● Aim of the exercise:
The records below are to be duplicated exactly as they appear.

* * * * * * * * *

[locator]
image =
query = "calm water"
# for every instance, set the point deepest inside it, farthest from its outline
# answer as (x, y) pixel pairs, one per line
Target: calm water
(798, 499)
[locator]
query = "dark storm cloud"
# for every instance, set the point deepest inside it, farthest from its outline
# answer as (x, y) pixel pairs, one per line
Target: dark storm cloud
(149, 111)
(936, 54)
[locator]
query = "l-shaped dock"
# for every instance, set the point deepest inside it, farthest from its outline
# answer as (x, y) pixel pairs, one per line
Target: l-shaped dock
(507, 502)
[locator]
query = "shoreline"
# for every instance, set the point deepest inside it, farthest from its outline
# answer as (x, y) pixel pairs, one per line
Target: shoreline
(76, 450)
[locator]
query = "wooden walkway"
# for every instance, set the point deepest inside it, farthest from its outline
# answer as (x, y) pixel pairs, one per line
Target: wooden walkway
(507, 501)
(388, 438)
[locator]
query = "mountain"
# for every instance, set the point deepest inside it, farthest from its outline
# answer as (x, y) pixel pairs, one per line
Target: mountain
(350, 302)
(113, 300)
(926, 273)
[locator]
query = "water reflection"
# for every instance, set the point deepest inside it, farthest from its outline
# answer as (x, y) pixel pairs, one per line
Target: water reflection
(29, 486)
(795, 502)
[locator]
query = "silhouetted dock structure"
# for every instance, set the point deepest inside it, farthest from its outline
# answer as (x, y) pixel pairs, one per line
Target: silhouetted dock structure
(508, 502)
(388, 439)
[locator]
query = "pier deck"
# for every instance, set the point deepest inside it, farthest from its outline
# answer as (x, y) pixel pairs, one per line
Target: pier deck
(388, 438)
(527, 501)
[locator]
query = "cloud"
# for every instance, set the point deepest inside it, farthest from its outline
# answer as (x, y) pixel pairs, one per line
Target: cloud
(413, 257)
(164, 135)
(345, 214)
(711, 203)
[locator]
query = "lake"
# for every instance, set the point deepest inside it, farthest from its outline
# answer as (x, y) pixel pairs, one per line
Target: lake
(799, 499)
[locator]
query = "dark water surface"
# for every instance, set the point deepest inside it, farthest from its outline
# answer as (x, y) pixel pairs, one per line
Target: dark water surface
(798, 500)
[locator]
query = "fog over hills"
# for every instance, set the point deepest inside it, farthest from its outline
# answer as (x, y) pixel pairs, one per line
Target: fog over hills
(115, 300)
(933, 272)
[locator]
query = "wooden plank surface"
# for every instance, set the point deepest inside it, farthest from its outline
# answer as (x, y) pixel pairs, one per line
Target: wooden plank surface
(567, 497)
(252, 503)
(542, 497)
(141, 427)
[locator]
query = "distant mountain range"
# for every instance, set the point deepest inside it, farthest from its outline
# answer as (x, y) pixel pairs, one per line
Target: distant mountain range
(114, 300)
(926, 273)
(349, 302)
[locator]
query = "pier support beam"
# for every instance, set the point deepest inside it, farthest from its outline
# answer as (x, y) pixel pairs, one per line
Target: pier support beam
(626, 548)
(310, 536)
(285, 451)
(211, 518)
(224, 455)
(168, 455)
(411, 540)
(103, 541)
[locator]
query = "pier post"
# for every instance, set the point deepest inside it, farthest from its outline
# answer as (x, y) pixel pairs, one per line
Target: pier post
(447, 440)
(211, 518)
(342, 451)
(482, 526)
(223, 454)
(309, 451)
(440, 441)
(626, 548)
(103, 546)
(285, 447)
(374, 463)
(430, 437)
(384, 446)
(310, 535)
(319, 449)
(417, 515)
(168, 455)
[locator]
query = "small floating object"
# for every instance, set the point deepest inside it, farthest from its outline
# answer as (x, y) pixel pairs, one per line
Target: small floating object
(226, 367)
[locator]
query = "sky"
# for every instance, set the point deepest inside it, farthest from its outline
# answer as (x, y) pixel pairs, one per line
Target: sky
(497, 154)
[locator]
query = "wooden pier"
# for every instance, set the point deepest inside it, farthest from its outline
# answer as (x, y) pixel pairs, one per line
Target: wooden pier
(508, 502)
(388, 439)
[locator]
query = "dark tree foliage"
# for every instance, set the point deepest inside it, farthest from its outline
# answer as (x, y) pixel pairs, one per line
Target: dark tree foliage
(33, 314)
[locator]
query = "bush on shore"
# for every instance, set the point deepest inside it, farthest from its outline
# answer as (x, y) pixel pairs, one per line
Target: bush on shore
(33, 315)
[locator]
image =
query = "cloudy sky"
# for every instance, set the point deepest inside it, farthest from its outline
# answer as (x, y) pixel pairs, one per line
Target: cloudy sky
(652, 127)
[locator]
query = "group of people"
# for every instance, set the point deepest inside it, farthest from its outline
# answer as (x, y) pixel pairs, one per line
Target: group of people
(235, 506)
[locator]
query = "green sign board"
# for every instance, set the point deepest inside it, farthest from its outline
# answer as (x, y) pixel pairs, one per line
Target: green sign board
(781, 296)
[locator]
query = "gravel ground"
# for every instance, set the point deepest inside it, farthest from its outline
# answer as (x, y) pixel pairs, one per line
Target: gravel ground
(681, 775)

* * * * * * * * *

● Task answer:
[locator]
image =
query = "calm water"
# for every instance, set the point deepest inside it, farthest from its outline
# answer as (x, y) pixel pairs, one per line
Target: calm water
(798, 499)
[locator]
query = "dark storm cloud"
# for every instance, set the point deepest inside it, farthest from its outline
# answer as (x, y) pixel pairs, one per line
Target: dark storm cloud
(149, 111)
(936, 54)
[locator]
query = "l-shaped dock"
# for every instance, set the point deepest inside it, farthest from its outline
# answer as (x, y) pixel pairs, one per line
Target: l-shaped dock
(507, 502)
[locator]
query = "shoreline"
# for every instance, set the point deepest inside it, farthest from its outline
# answer as (x, y) pixel pairs, one per line
Target: shoreline
(76, 450)
[locator]
query = "wooden walkway"
# for every instance, set the point deepest inside it, farthest from its outline
# answer as (x, y) pixel pairs, one per line
Target: wooden walkway
(507, 501)
(388, 438)
[locator]
query = "mountain"
# for every instance, set the point deepest inside it, farthest from its outline
# answer as (x, y) pixel pairs, one per line
Target: mountain
(350, 302)
(113, 300)
(926, 273)
[locator]
query = "water reflection"
# for every instance, set the point deepest inside it, farthest from its outline
# answer as (x, y) pixel pairs, one per line
Target: water reflection
(29, 486)
(795, 502)
[locator]
query = "silhouetted dock structure"
# for every instance, set the point deepest inside it, farthest from its outline
# answer as (x, y) pixel pairs, one per line
Target: silhouetted dock structure
(508, 502)
(388, 439)
[locator]
query = "pier deck"
# for every instance, set the point deepest inside it, farthest from its outline
# answer as (x, y) pixel pairs, one per line
Target: pier deck
(388, 438)
(527, 501)
[locator]
query = "cloud"
# for every instance, set the point deepest inside it, farthest from its outline
# answer as (x, y) pixel pairs, one per line
Target: cloud
(413, 257)
(164, 135)
(345, 214)
(711, 203)
[locator]
query = "lake"
# for every instance, set the point deepest inside it, farthest from its outline
# answer as (x, y) pixel pairs, one per line
Target: lake
(799, 499)
[locator]
query = "dark water surface"
# for every instance, set the point deepest inside it, farthest from its outline
# answer as (x, y) pixel pairs, one per line
Target: dark water surface
(798, 500)
[locator]
query = "fog over hills"
# for every instance, set the point deepest inside it, farthest from its outline
# answer as (x, y) pixel pairs, one per line
Target: fog over hills
(115, 300)
(933, 272)
[locator]
query = "wooden plank surface"
# for every instance, set the point deepest inside it, farthest from its outline
# answer as (x, y) pixel pairs, one per line
Target: wooden plank surface
(567, 497)
(252, 503)
(542, 497)
(141, 427)
[locator]
query = "distant mountain range"
# for every instance, set the point deepest inside it, farthest from its outline
# answer as (x, y) pixel pairs, one per line
Target: distant mountain range
(114, 300)
(926, 273)
(349, 302)
[locator]
query = "pier support beam"
# for every instance, set the point deepest inside it, farthest from its outline
# answer as (x, y) pixel pairs, one per line
Target: pier support beam
(626, 548)
(310, 536)
(285, 451)
(211, 518)
(224, 455)
(168, 455)
(411, 540)
(103, 541)
[locator]
query = "pier post"
# for every instance, set the point deepest inside it, farthest from its outline
# answer as (x, y) pixel pairs, one per line
Target: pier post
(447, 440)
(211, 518)
(342, 451)
(482, 526)
(223, 454)
(309, 451)
(440, 441)
(626, 548)
(103, 546)
(285, 447)
(374, 463)
(430, 437)
(384, 446)
(310, 535)
(319, 449)
(417, 515)
(168, 455)
[locator]
query = "small floating object"
# for every instance, set the point deepest inside it, farthest from its outline
# answer as (x, y) pixel pairs, one per line
Target: small floating object
(226, 367)
[locator]
query = "sky"
# for every instance, set the point deepest inside it, farthest from its outline
# answer as (x, y) pixel pairs, one per line
Target: sky
(497, 154)
[locator]
query = "wooden pier"
# for every instance, set the point deepest inside it, farthest from its outline
# answer as (x, y) pixel pairs, one per line
Target: wooden pier
(508, 502)
(388, 439)
[locator]
query = "dark tree foliage"
# for every instance, set the point deepest inside it, farthest from its outline
# answer as (x, y) pixel pairs, one per line
Target: dark tree foliage
(33, 314)
[locator]
query = "bush on shore"
# for every instance, set the point deepest inside it, farthest from its outline
# answer as (x, y) pixel pairs, one per line
Target: bush on shore
(33, 315)
[locator]
image =
query = "cloudy sky"
# for every instance, set the point deepest inside it, farthest from its outline
# answer as (x, y) pixel pairs, one per line
Target: cloudy sky
(652, 127)
[locator]
query = "group of people"
# for every instance, set the point deepest inside it, farthest from its outline
# answer as (x, y) pixel pairs, one per line
Target: group of people
(235, 506)
[locator]
query = "green sign board"
# for every instance, set the point deepest inside it, farthest from its outline
# answer as (x, y) pixel pairs, one per line
Target: green sign board
(781, 296)
[locator]
query = "gravel ground"
# for every instance, set the point deepest inside it, farthest from its outline
# answer as (x, y) pixel pairs, one per line
Target: gravel ground
(681, 775)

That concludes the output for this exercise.